[[ Data supplied, beginning ]]
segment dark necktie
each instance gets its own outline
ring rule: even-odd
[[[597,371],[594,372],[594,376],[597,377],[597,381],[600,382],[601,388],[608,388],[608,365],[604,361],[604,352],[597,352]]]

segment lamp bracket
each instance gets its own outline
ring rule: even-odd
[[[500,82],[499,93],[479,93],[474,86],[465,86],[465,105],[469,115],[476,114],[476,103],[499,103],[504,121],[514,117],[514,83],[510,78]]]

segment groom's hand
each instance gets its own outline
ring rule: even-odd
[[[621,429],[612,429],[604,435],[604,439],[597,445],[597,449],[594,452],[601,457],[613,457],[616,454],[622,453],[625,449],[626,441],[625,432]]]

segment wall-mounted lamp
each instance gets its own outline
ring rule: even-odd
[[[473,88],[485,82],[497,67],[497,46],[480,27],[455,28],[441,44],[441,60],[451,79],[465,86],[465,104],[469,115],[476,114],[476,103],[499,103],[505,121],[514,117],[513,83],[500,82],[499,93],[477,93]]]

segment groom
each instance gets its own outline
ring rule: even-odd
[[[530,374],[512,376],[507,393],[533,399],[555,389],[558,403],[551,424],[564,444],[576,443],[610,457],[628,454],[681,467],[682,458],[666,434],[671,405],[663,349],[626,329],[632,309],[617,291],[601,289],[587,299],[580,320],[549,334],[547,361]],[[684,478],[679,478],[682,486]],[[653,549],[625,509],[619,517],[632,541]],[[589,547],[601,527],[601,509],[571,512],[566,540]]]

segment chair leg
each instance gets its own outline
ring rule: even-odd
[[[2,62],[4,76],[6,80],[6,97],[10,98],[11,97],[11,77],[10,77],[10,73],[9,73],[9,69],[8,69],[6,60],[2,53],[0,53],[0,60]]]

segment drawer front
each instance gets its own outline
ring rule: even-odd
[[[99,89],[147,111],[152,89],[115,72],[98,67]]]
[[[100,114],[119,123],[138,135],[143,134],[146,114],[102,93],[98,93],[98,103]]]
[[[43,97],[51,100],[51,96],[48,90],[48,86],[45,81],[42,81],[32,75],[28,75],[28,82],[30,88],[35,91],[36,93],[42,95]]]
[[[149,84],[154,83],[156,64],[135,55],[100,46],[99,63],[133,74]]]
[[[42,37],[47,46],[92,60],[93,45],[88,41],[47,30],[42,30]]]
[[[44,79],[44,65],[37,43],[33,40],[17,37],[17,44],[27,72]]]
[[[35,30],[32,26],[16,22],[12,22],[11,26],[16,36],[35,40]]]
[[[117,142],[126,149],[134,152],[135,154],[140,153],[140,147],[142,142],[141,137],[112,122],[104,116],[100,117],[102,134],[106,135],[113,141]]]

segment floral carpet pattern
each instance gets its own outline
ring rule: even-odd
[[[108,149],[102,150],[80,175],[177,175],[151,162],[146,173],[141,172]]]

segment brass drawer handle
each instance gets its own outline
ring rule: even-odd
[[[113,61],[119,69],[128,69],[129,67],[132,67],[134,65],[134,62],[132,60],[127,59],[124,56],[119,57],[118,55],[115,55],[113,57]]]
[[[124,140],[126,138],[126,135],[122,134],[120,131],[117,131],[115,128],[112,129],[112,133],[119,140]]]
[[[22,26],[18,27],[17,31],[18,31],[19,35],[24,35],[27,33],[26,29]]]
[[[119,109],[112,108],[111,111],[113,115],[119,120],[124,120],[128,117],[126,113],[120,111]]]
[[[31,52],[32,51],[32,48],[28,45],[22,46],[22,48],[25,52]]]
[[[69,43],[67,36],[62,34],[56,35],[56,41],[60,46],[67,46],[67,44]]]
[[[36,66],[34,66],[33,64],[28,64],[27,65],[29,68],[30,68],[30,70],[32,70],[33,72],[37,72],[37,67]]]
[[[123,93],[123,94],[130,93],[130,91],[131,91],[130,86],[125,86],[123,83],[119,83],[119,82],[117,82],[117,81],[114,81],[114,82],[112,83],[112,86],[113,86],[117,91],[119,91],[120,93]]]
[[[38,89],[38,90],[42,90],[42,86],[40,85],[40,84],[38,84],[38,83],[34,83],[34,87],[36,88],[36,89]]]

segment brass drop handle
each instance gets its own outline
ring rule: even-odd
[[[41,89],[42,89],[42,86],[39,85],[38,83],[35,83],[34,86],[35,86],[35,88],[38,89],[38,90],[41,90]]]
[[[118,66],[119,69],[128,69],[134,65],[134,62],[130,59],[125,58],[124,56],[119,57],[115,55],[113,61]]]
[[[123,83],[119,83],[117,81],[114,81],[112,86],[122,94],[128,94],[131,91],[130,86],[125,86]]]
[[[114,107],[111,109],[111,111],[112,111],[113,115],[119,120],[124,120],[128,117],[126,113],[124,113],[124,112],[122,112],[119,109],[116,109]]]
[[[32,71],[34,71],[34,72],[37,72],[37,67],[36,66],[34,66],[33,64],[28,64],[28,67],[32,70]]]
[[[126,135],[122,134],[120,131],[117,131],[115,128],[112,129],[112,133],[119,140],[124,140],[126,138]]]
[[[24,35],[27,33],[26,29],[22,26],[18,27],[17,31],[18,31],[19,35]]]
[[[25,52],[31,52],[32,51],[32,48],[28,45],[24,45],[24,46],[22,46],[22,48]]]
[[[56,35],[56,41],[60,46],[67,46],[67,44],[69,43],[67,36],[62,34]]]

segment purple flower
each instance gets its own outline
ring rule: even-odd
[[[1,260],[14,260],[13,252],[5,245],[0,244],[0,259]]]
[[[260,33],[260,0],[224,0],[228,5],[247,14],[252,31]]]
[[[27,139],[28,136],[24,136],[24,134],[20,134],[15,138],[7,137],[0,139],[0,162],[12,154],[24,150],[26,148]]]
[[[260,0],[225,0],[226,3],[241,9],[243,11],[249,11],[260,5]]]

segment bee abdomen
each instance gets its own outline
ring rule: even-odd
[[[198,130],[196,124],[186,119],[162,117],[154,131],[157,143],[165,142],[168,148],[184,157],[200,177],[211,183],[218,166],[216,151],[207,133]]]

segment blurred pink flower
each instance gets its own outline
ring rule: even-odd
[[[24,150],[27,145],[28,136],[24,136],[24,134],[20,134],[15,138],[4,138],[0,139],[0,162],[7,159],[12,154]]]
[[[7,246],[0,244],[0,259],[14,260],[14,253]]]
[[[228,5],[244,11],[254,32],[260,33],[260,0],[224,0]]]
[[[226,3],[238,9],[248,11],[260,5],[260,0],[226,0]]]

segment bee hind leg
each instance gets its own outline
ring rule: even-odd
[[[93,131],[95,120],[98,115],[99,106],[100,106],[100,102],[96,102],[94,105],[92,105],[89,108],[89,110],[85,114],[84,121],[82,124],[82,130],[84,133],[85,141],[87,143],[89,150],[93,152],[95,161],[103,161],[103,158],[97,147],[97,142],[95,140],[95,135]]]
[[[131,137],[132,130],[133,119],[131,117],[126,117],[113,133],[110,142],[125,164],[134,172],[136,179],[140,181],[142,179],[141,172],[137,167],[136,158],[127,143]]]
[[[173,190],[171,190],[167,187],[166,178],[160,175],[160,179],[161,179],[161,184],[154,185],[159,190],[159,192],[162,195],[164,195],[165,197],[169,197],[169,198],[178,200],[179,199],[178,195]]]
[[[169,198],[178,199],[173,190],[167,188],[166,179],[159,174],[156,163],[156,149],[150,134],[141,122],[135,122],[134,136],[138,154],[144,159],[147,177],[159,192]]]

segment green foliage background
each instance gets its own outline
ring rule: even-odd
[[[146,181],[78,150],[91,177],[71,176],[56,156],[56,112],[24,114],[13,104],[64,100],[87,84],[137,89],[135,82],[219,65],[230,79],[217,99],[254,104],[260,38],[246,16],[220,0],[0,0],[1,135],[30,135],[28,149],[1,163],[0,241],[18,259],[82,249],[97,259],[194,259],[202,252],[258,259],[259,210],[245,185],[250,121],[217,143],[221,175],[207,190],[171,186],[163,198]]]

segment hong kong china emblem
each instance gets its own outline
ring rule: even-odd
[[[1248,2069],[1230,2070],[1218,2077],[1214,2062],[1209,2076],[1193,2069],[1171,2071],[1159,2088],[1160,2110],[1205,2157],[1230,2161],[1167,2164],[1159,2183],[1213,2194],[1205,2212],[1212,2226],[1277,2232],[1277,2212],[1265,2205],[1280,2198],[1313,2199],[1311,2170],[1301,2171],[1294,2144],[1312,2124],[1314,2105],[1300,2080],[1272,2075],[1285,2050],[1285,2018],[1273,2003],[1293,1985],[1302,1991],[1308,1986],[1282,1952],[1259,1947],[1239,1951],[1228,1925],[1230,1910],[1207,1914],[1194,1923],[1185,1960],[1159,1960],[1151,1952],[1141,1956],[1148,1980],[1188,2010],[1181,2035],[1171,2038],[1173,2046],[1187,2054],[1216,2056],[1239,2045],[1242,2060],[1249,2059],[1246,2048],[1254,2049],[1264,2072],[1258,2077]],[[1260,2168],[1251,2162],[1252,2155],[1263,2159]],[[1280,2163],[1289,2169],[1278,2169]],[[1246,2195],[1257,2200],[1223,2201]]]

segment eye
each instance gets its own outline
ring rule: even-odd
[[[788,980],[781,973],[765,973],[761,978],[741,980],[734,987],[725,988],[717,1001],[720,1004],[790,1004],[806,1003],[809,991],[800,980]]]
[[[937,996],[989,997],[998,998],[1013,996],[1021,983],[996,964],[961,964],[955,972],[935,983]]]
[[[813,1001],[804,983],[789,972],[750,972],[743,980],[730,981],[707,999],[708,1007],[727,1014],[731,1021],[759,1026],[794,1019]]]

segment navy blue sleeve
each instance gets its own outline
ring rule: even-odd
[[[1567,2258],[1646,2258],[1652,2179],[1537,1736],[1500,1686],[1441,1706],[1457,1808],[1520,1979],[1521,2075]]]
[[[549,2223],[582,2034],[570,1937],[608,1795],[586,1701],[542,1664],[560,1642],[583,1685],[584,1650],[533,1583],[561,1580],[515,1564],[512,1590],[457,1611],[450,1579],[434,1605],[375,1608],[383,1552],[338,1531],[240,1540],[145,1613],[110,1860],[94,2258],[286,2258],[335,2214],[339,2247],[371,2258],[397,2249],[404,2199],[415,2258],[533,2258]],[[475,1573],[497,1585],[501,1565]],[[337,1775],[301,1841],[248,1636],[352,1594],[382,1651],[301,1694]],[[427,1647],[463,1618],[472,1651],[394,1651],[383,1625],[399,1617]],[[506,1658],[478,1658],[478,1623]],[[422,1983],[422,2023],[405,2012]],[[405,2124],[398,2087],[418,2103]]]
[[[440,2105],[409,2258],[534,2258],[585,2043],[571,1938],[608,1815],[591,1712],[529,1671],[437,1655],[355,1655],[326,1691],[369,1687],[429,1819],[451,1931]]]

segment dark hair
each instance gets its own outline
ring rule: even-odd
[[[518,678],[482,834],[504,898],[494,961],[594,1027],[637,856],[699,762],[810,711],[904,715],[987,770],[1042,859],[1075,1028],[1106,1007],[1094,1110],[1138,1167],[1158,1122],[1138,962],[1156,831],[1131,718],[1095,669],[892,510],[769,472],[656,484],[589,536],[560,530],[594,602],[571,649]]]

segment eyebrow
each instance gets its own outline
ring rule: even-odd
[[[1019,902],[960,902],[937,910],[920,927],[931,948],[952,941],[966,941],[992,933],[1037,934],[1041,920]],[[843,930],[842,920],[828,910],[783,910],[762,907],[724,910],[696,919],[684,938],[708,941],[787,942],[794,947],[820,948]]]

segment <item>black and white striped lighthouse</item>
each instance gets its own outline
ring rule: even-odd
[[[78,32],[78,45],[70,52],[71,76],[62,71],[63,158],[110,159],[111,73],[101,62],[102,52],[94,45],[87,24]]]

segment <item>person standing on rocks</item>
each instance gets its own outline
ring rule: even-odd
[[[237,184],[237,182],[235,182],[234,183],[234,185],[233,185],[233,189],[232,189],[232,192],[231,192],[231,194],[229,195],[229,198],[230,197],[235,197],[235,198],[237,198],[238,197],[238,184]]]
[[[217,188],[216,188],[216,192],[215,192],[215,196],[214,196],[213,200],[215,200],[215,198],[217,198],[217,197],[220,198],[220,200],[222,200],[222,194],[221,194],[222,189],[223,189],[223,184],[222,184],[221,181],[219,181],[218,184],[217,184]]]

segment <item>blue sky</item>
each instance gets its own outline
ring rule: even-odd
[[ Data supplied, end ]]
= Your assignment =
Work out, please, how many lines above contain "handle"; answer only with the number.

= Task solution =
2